* Exercise objective
Find each line in the rows below that contains the string "shirt" and copy it out, treating uppercase and lowercase as different.
• • • •
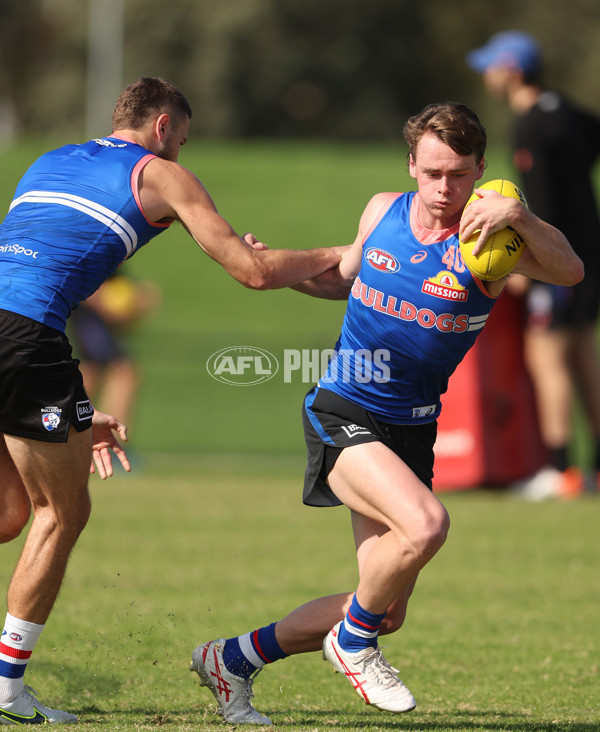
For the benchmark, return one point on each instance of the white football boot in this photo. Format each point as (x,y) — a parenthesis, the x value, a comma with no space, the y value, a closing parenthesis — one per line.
(26,709)
(232,693)
(371,676)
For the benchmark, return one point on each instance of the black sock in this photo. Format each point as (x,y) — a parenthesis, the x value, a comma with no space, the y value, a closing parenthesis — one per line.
(558,458)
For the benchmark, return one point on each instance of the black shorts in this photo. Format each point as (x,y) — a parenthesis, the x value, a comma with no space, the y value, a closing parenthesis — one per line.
(41,388)
(332,423)
(553,306)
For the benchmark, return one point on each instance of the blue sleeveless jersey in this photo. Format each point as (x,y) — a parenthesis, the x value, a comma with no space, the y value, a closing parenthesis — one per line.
(73,220)
(413,313)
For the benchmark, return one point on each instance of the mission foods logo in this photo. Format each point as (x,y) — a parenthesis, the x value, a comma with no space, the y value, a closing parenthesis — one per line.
(242,365)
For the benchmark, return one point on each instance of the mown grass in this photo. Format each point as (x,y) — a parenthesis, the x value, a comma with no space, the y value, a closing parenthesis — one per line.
(208,537)
(502,631)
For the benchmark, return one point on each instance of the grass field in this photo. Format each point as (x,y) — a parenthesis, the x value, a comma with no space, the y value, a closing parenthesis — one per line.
(502,631)
(208,537)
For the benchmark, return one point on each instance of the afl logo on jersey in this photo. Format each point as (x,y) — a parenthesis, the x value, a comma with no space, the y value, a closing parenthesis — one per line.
(382,260)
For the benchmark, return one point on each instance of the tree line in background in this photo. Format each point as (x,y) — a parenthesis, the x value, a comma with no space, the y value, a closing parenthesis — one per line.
(336,69)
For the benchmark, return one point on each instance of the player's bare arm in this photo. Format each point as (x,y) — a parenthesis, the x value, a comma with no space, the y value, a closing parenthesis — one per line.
(548,257)
(335,284)
(169,191)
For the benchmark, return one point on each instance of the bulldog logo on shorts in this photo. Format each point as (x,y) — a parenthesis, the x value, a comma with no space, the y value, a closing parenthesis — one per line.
(51,417)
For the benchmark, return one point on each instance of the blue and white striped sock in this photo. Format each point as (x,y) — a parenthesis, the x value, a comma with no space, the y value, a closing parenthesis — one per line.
(359,629)
(16,645)
(245,654)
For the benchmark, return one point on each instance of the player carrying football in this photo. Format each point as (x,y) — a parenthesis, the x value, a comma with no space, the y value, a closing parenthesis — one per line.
(370,439)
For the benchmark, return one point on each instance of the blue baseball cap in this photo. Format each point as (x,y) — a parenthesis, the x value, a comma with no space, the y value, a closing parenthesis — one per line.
(513,48)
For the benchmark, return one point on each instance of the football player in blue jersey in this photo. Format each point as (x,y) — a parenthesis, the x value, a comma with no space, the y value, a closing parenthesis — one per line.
(370,431)
(78,212)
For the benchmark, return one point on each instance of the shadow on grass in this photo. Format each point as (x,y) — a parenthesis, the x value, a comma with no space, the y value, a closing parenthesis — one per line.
(459,721)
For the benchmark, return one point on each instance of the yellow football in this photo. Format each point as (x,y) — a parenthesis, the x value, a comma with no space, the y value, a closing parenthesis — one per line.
(503,249)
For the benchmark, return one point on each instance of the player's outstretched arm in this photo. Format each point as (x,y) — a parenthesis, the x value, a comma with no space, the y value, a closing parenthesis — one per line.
(170,191)
(104,440)
(335,284)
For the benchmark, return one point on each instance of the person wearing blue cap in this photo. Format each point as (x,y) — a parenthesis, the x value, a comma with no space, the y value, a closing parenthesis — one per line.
(555,145)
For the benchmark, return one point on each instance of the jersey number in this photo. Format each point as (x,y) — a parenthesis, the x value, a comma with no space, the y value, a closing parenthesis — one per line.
(453,259)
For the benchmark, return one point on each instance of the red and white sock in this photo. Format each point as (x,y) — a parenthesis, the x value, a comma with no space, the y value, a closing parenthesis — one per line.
(16,645)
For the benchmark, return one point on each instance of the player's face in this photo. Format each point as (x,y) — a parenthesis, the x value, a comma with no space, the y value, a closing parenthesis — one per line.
(445,181)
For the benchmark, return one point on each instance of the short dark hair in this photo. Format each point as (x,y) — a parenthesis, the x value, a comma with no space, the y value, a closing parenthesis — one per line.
(451,122)
(147,96)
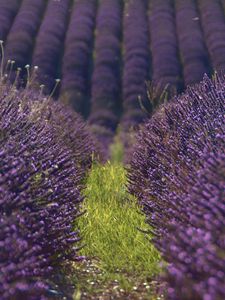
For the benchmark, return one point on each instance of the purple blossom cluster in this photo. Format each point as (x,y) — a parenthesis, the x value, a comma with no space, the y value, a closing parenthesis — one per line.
(42,163)
(105,85)
(194,248)
(192,46)
(48,43)
(163,41)
(8,10)
(77,55)
(20,40)
(175,157)
(213,23)
(136,62)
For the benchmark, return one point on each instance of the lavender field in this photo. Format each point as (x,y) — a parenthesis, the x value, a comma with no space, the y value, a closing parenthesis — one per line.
(112,149)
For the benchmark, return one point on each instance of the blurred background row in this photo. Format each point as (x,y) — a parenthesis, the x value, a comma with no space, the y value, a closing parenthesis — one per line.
(107,52)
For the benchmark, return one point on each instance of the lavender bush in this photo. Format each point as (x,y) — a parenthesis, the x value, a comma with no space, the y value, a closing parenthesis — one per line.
(40,182)
(194,248)
(174,186)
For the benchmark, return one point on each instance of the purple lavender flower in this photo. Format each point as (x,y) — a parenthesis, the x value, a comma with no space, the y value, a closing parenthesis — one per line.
(41,168)
(194,248)
(177,175)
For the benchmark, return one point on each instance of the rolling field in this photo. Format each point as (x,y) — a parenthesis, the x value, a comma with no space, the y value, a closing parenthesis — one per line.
(112,149)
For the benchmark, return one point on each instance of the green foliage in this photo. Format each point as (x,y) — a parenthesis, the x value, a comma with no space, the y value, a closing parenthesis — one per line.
(110,225)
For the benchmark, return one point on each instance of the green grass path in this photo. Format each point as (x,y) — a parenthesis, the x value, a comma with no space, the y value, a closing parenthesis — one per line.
(121,259)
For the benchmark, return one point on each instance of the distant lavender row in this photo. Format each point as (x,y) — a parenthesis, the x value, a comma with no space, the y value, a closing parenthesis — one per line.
(192,47)
(136,62)
(213,23)
(49,42)
(165,61)
(77,55)
(105,85)
(40,181)
(20,40)
(8,10)
(182,200)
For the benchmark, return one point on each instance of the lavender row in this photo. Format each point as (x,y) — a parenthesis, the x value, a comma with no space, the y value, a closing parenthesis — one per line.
(165,61)
(105,85)
(49,42)
(167,176)
(77,55)
(40,182)
(20,40)
(136,62)
(8,10)
(197,267)
(192,47)
(213,23)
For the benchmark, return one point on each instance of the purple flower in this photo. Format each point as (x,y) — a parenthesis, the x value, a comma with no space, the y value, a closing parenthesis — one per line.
(177,175)
(45,150)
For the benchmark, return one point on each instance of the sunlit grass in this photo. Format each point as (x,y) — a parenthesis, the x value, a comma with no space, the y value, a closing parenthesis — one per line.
(109,227)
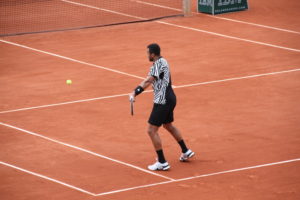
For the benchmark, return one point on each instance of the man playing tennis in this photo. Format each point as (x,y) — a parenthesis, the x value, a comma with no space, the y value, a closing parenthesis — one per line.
(164,104)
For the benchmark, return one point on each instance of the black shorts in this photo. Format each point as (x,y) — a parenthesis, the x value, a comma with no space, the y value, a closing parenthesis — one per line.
(162,114)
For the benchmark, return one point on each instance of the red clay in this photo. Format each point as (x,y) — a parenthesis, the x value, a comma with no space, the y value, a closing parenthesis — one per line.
(229,125)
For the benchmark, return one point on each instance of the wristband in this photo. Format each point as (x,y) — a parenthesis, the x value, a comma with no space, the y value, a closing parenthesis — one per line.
(138,90)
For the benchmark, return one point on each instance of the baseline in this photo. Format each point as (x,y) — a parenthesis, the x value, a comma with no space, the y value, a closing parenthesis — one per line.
(201,176)
(86,151)
(47,178)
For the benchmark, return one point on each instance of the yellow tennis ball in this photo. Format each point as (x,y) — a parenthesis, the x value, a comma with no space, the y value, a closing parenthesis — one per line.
(69,82)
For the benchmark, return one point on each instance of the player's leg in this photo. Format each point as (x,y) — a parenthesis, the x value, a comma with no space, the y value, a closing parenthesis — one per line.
(153,133)
(186,153)
(174,131)
(161,163)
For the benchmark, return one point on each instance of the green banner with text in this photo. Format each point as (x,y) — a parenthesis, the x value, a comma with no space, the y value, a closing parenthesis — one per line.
(221,6)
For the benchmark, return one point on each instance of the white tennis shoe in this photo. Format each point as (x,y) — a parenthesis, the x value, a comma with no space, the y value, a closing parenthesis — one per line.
(159,166)
(185,156)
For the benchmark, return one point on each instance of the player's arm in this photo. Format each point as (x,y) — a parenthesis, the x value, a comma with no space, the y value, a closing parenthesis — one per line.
(141,87)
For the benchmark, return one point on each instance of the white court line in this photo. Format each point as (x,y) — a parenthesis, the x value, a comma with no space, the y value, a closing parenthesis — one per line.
(180,86)
(103,9)
(200,176)
(71,59)
(238,78)
(217,17)
(229,37)
(207,32)
(86,151)
(47,178)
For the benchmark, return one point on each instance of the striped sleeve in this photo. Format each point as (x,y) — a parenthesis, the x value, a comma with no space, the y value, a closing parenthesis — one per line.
(154,70)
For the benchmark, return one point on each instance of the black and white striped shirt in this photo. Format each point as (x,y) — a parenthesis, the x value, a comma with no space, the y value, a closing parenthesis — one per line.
(162,83)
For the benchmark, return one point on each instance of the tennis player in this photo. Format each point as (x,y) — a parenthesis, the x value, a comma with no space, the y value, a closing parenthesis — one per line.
(164,104)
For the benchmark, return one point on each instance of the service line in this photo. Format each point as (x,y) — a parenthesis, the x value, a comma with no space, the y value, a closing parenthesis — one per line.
(147,91)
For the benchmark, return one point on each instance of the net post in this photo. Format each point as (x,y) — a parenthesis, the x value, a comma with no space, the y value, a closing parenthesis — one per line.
(186,7)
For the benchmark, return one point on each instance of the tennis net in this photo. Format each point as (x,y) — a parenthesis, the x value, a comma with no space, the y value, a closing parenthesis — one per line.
(36,16)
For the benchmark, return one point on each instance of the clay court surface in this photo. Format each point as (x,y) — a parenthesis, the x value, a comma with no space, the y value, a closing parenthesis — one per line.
(237,80)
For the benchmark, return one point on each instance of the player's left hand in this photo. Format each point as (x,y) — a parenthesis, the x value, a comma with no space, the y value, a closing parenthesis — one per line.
(131,98)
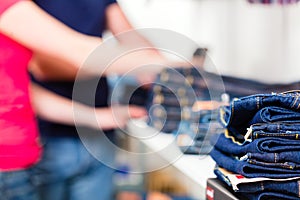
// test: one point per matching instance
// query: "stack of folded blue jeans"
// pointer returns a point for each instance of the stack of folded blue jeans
(261, 142)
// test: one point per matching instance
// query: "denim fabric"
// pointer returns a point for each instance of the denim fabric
(261, 145)
(270, 196)
(280, 157)
(275, 114)
(17, 185)
(284, 165)
(282, 130)
(67, 167)
(250, 170)
(291, 187)
(276, 127)
(236, 117)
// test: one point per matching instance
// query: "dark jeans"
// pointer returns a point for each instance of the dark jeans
(291, 187)
(280, 157)
(270, 145)
(275, 114)
(270, 196)
(282, 130)
(236, 117)
(250, 170)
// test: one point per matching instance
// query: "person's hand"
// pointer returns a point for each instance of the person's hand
(117, 116)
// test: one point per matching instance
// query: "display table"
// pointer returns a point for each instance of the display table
(194, 169)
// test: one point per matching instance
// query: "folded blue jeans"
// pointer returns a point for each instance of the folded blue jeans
(271, 145)
(270, 196)
(280, 157)
(237, 115)
(275, 114)
(250, 170)
(282, 130)
(291, 187)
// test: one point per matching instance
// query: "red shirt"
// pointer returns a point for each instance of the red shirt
(19, 144)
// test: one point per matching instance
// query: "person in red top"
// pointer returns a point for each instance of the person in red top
(25, 30)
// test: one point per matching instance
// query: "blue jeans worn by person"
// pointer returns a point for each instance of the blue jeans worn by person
(76, 170)
(237, 115)
(17, 185)
(282, 130)
(275, 114)
(250, 170)
(291, 187)
(261, 145)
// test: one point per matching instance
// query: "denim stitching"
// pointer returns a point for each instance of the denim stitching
(295, 101)
(257, 103)
(298, 188)
(262, 186)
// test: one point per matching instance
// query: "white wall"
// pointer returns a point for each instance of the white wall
(245, 40)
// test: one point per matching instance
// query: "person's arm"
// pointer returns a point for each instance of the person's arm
(26, 23)
(52, 107)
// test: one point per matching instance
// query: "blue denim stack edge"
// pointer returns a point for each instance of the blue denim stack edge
(261, 140)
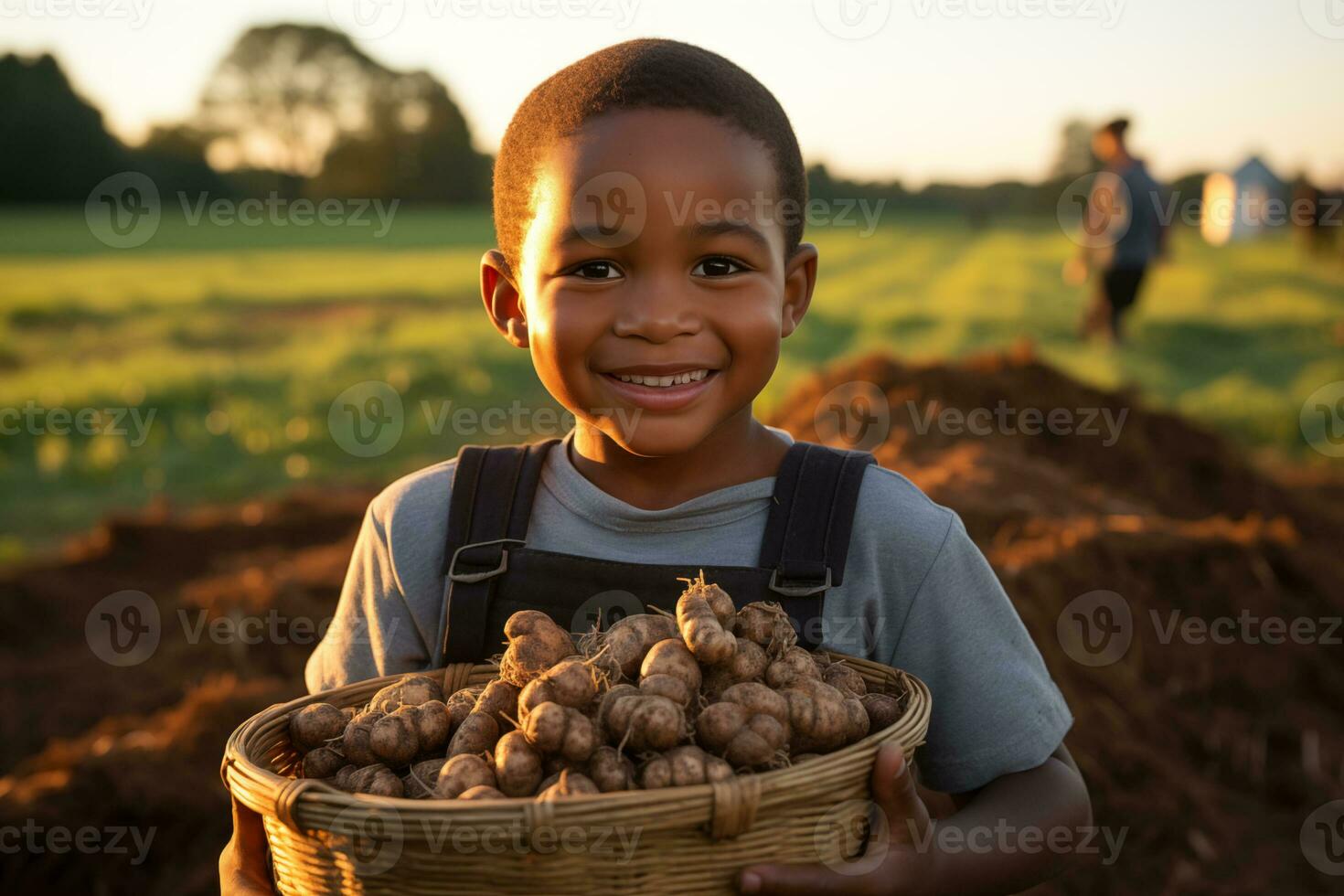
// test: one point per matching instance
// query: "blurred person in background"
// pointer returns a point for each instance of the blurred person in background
(1124, 219)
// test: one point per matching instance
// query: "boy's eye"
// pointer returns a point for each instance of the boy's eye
(597, 271)
(718, 266)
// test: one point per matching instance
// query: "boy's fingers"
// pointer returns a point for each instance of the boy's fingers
(795, 880)
(894, 790)
(249, 833)
(242, 864)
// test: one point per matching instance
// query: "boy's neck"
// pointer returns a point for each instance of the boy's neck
(740, 450)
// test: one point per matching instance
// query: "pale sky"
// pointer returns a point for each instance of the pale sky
(966, 91)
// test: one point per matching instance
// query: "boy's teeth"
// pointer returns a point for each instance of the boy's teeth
(677, 379)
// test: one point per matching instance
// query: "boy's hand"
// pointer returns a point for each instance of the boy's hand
(242, 865)
(903, 868)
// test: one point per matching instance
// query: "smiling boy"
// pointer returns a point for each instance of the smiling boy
(657, 331)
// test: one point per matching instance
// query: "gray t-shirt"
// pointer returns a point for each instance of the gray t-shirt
(917, 595)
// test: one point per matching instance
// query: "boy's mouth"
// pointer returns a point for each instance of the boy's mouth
(660, 387)
(663, 382)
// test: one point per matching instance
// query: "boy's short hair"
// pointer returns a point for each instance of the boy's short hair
(649, 73)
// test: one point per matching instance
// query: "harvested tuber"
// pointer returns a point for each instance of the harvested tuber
(705, 617)
(411, 690)
(323, 762)
(624, 645)
(569, 683)
(535, 644)
(569, 784)
(683, 767)
(669, 670)
(315, 726)
(479, 732)
(517, 764)
(612, 770)
(560, 730)
(645, 721)
(463, 773)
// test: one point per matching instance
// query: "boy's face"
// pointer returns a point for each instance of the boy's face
(656, 251)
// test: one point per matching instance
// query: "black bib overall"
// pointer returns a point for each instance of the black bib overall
(491, 572)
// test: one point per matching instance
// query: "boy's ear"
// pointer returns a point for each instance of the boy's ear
(503, 301)
(800, 277)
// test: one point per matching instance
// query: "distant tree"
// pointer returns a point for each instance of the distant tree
(53, 144)
(305, 101)
(1074, 157)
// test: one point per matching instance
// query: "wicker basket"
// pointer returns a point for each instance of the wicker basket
(680, 840)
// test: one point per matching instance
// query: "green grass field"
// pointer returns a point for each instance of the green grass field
(238, 338)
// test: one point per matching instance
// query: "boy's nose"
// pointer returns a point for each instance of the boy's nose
(657, 316)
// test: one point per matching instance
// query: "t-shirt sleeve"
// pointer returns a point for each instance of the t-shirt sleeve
(372, 632)
(995, 707)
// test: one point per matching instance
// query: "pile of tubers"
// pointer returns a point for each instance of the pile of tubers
(654, 701)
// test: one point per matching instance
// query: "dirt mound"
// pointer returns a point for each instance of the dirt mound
(1217, 731)
(1210, 753)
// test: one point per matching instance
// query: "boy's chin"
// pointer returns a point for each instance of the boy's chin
(656, 435)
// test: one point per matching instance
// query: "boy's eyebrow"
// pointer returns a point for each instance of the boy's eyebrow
(732, 228)
(595, 234)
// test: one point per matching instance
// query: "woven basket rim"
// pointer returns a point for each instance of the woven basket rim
(261, 789)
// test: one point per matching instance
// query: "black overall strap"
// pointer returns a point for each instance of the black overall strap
(806, 535)
(480, 534)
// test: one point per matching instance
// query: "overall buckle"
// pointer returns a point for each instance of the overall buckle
(797, 590)
(480, 577)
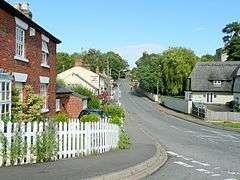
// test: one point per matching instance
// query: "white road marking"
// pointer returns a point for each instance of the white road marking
(187, 159)
(204, 171)
(203, 164)
(189, 132)
(175, 127)
(172, 153)
(183, 164)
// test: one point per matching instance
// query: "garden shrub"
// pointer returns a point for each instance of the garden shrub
(61, 117)
(124, 140)
(116, 120)
(113, 110)
(90, 118)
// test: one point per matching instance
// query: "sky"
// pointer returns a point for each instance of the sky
(130, 27)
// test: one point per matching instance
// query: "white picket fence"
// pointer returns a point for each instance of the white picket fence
(74, 138)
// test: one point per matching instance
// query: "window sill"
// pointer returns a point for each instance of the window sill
(19, 58)
(45, 65)
(45, 110)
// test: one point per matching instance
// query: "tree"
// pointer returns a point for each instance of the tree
(207, 57)
(232, 41)
(169, 70)
(64, 61)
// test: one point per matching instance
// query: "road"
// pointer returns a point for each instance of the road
(195, 152)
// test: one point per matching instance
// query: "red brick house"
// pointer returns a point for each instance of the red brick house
(28, 52)
(70, 102)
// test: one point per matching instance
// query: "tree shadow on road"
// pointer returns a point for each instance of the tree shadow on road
(134, 93)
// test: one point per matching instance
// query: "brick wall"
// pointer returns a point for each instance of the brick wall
(72, 105)
(33, 52)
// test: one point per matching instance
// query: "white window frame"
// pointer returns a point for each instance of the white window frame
(45, 52)
(21, 26)
(217, 83)
(58, 105)
(44, 94)
(20, 86)
(20, 42)
(5, 98)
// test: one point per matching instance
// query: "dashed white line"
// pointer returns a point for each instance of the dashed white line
(183, 164)
(204, 171)
(200, 163)
(172, 153)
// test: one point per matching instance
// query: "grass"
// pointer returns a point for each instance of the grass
(227, 124)
(179, 97)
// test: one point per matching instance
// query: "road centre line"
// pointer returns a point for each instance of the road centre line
(183, 164)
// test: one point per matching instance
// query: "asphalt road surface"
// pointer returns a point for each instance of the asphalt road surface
(195, 152)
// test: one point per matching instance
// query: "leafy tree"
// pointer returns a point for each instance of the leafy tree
(232, 41)
(64, 61)
(207, 57)
(168, 71)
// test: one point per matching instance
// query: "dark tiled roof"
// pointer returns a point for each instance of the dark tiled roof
(63, 90)
(204, 73)
(14, 12)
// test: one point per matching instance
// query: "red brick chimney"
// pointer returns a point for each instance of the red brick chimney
(78, 63)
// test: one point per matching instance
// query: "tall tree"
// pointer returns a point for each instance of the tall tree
(232, 41)
(168, 70)
(207, 57)
(64, 61)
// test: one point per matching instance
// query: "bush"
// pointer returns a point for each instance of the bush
(94, 103)
(116, 120)
(90, 118)
(124, 140)
(61, 117)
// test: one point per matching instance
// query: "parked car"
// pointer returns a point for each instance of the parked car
(90, 111)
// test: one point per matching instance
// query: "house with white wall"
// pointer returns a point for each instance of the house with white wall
(236, 89)
(79, 75)
(212, 82)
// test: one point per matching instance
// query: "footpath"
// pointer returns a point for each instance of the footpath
• • • •
* Exercise output
For the benchmark, return one point on each instance of the black and white striped shirt in this photo. Format each point as (x,y) — a parenthesis, the x value, a comma with no space, the y value, a closing parenthesis — one per line.
// query: "red shirt"
// pointer returns a point for each instance of the red shirt
// query: "gray t-shirt"
// pointer returns a point for each instance of the gray t-shirt
// query: "t-shirt sleeve"
// pointer returns a point for each instance of the t-shirt sleeve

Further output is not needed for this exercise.